- [Problem statement]:
Every record shown here must be duplicated without change.

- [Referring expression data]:
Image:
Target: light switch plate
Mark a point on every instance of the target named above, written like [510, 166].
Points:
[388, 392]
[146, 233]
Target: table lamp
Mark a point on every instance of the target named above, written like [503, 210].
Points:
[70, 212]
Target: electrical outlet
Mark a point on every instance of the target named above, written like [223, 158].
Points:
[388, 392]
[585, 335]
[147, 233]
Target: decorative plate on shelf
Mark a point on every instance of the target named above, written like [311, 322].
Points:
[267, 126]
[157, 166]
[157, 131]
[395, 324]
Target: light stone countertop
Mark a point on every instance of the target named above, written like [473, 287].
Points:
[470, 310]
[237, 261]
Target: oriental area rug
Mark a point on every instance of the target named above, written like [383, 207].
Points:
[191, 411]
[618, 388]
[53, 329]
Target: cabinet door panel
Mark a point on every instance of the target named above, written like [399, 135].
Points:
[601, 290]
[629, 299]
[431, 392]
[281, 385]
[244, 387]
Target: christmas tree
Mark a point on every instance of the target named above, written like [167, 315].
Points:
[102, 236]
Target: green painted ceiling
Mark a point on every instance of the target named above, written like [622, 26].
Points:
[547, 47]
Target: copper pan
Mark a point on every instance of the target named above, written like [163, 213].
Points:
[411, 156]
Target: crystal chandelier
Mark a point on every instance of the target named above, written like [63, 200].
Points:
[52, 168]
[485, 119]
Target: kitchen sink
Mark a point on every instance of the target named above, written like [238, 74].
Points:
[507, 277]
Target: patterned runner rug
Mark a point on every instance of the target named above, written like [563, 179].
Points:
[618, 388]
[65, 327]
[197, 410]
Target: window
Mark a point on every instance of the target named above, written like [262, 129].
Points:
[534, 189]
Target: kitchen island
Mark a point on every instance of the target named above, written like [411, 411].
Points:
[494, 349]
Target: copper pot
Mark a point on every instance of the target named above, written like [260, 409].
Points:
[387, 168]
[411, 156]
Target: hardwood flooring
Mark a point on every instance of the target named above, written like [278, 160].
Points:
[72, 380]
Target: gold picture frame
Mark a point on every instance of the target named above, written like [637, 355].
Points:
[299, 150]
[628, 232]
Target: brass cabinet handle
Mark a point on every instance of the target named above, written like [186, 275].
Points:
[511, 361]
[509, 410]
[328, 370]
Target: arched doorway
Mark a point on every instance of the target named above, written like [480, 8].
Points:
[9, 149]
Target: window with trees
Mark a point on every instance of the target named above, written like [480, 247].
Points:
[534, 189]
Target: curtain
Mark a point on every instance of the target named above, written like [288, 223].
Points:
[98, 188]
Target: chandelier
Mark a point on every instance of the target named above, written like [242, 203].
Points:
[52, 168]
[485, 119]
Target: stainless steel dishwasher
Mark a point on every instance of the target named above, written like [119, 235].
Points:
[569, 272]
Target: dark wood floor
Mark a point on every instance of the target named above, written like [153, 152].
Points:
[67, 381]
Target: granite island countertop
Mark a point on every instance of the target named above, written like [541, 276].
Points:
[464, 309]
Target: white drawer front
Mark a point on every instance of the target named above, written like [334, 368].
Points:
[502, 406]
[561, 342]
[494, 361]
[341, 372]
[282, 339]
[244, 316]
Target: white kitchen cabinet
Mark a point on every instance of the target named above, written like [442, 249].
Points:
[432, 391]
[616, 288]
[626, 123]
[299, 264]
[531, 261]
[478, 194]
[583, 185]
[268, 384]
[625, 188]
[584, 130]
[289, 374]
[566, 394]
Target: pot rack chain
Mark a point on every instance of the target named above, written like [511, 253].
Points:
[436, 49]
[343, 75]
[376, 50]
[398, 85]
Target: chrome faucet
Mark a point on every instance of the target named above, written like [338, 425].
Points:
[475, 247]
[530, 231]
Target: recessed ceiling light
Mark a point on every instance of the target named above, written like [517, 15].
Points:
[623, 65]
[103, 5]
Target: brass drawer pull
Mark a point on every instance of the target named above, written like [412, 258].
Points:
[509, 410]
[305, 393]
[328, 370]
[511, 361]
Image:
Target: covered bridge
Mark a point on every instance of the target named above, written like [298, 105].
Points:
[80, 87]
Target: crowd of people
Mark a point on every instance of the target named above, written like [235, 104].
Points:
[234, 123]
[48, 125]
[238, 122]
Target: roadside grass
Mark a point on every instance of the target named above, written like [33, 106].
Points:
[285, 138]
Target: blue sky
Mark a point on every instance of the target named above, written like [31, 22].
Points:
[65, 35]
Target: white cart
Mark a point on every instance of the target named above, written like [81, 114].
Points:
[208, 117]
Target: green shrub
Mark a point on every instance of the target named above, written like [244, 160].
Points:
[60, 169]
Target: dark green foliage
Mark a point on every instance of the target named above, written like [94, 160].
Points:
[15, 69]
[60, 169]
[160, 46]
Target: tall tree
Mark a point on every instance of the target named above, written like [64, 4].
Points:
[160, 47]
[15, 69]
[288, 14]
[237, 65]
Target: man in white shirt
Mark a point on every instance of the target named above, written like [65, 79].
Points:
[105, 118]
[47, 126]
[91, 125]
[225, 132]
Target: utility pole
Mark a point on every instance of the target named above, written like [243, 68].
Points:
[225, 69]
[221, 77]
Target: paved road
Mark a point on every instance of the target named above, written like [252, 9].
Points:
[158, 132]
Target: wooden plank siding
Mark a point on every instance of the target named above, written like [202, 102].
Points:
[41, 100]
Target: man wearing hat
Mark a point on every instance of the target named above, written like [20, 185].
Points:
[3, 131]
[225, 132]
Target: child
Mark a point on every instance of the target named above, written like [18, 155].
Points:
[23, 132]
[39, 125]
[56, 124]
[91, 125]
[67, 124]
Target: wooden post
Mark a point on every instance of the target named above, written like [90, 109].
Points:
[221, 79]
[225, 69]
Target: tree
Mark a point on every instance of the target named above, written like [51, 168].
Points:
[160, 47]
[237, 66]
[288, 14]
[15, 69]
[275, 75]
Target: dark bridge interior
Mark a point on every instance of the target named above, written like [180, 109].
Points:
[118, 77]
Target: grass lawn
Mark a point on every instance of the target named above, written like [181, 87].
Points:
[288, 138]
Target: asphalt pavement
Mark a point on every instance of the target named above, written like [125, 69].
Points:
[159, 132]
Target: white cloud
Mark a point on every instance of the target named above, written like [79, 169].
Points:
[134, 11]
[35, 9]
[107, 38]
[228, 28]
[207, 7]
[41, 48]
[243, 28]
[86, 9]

- [Written answer]:
Image:
Target: light switch plate
Mark a point on every instance of the target named above, written like [510, 166].
Points:
[388, 392]
[146, 233]
Target: table lamp
Mark a point on every instance of the target named above, written like [503, 210].
Points:
[70, 212]
Target: electrical outlet
Mark a point on every instance of the target named above, written like [223, 158].
Points:
[388, 392]
[585, 335]
[147, 233]
Target: decorative plate on shelf
Mark a point on every instance of the target named above, written like [311, 322].
Points:
[267, 126]
[157, 166]
[157, 131]
[395, 324]
Target: light stone countertop
Mark a point on every instance of the target named above, written like [473, 287].
Points:
[470, 310]
[237, 261]
Target: oriental area rug
Mark a point on every instance of the target named above, written like [383, 207].
Points:
[191, 411]
[618, 388]
[53, 329]
Target: cabinet door panel
Mark a point on every instance of the target named above, written like [399, 135].
Points:
[601, 290]
[629, 299]
[431, 392]
[281, 385]
[244, 387]
Target: christmas tree
Mark a point on every instance of the target named above, written like [167, 315].
Points:
[102, 236]
Target: green painted ceiling
Mark a point on every instance of the target named above, written like [622, 26].
Points:
[547, 47]
Target: copper pan
Mark a point on every instance of the target named above, written like [163, 213].
Points:
[411, 156]
Target: crystal chandelier
Mark a point on every instance of the target named above, written like [63, 200].
Points:
[52, 168]
[485, 119]
Target: kitchen sink
Mark a point on every instance of the target named above, written like [238, 74].
Points:
[507, 277]
Target: patterned runner rug
Mark a point on every instance of the target named above, written like [563, 179].
Points:
[618, 388]
[65, 327]
[197, 410]
Target: window
Mark a point on every instance of the target named above, written like [262, 129].
Points:
[534, 189]
Target: kitchen island
Mark a point on every instance of the target named above, written like [411, 411].
Points:
[494, 349]
Target: copper pot
Mark a point on every instance of the target named above, written like [260, 409].
Points:
[387, 168]
[411, 156]
Target: hardwood flooring
Mark a point on every instance of the target named above, written like [278, 160].
Points:
[72, 380]
Target: gold picture frame
Mark a point on every instance of the target named above, written like [637, 355].
Points:
[299, 150]
[628, 232]
Target: brass cabinet handle
Mark a point on every instance of the target named above, written like [186, 275].
Points:
[511, 361]
[509, 410]
[328, 370]
Target: arched doorway
Mark a point on every instance of the target named above, written like [480, 8].
Points:
[9, 149]
Target: window with trees
Mark a point on every instance of the target named above, written like [480, 247].
Points:
[534, 189]
Target: curtain
Mark a point on every instance of the target named above, written like [288, 223].
Points:
[98, 188]
Target: chandelier
Mark a point on every instance of the target named above, written like [242, 203].
Points:
[52, 168]
[485, 119]
Target: stainless steel dishwasher
Mark a point on every instance of the target named above, written like [119, 235].
Points:
[569, 272]
Target: dark wood floor
Mark a point on every instance of the target named above, written like [153, 152].
Points:
[67, 381]
Target: granite island countertop
Mark a point on every instance of the target named above, written like [541, 276].
Points:
[464, 309]
Target: white drawer front
Mark a point on every instance of the target named above, written like [334, 368].
Points:
[502, 406]
[561, 342]
[494, 361]
[341, 372]
[282, 339]
[244, 316]
Target: white kitchen cabinet
Mark a point on every instance of the target named above, written like [442, 249].
Points:
[432, 391]
[616, 288]
[626, 123]
[299, 264]
[531, 261]
[478, 194]
[583, 185]
[268, 384]
[625, 188]
[584, 130]
[289, 374]
[566, 394]
Target: pot rack chain
Mark a point on every instance of the target named above, written like [511, 253].
Points:
[436, 49]
[343, 75]
[376, 50]
[398, 85]
Target: chrome faucet
Mark a point on every instance of the target named above, written like [338, 425].
Points:
[475, 247]
[530, 231]
Target: recessed ceiling light
Mark a point on every instance of the target named above, written like [517, 15].
Points:
[623, 65]
[103, 5]
Target: brass drawer pull
Mark a point on every instance of the target named above, written like [412, 258].
Points:
[509, 410]
[305, 393]
[328, 370]
[511, 361]
Image:
Target: covered bridge
Mark a point on every instance of the target named above, written like [298, 105].
Points:
[80, 87]
Target: crowd of people
Mark a point on every instance of the target named above, written like [235, 104].
Points:
[234, 123]
[48, 125]
[238, 122]
Target: roadside grass
Mark a point on every instance of the target named above, written like [33, 106].
Points:
[285, 138]
Target: blue sky
Mark a point on every instance of the target named above, written like [31, 22].
Points:
[65, 35]
Target: white cart
Mark a point on every instance of the target named above, written like [81, 114].
Points:
[208, 117]
Target: green shrub
Mark a point on every instance of the target named above, written like [244, 160].
Points:
[60, 169]
Target: dark green foliage
Mark a point on every instance of the target named above, written like [94, 160].
Points:
[15, 69]
[60, 169]
[160, 46]
Target: tall tree
Mark a point on every instance of the target named above, written like [64, 4].
Points:
[160, 47]
[15, 69]
[288, 14]
[237, 65]
Target: man in white shirt
Mark a point on every instance of the target named above, written like [65, 79].
Points:
[105, 118]
[47, 126]
[91, 125]
[225, 132]
Target: utility pole
Mark a point on every instance of the target named above, written like [243, 68].
Points:
[225, 69]
[221, 77]
Target: paved road
Mark a point on every instance of the target named above, written like [252, 9].
Points:
[158, 132]
Target: wooden plank siding
Mark a point on every instance of the target named above, written like [202, 102].
Points:
[41, 100]
Target: man wearing hat
Mark a point on every instance of the target named above, written like [20, 185].
Points:
[3, 131]
[225, 132]
Target: child
Mark a point on every instance of the target named above, written like [18, 155].
Points:
[23, 132]
[39, 125]
[56, 124]
[91, 125]
[67, 124]
Target: wooden post
Mark a point on every instance of the target named above, written like [90, 109].
Points:
[221, 79]
[225, 69]
Target: tree
Mark a point on every instance of the target named above, written like [51, 168].
Points:
[160, 47]
[237, 66]
[288, 14]
[15, 69]
[275, 75]
Target: dark bridge interior
Mark a point on every instance of the target named above, written like [180, 109].
Points:
[118, 77]
Target: grass lawn
Mark a point on every instance of the target named above, written like [181, 87].
Points:
[288, 138]
Target: asphalt pavement
Mark a point on every instance of the target named above, written like [125, 69].
Points:
[159, 132]
Target: white cloud
Mark a point on every instance of the target named above, written like [79, 169].
Points:
[134, 11]
[35, 9]
[107, 38]
[228, 28]
[207, 7]
[41, 48]
[243, 28]
[86, 9]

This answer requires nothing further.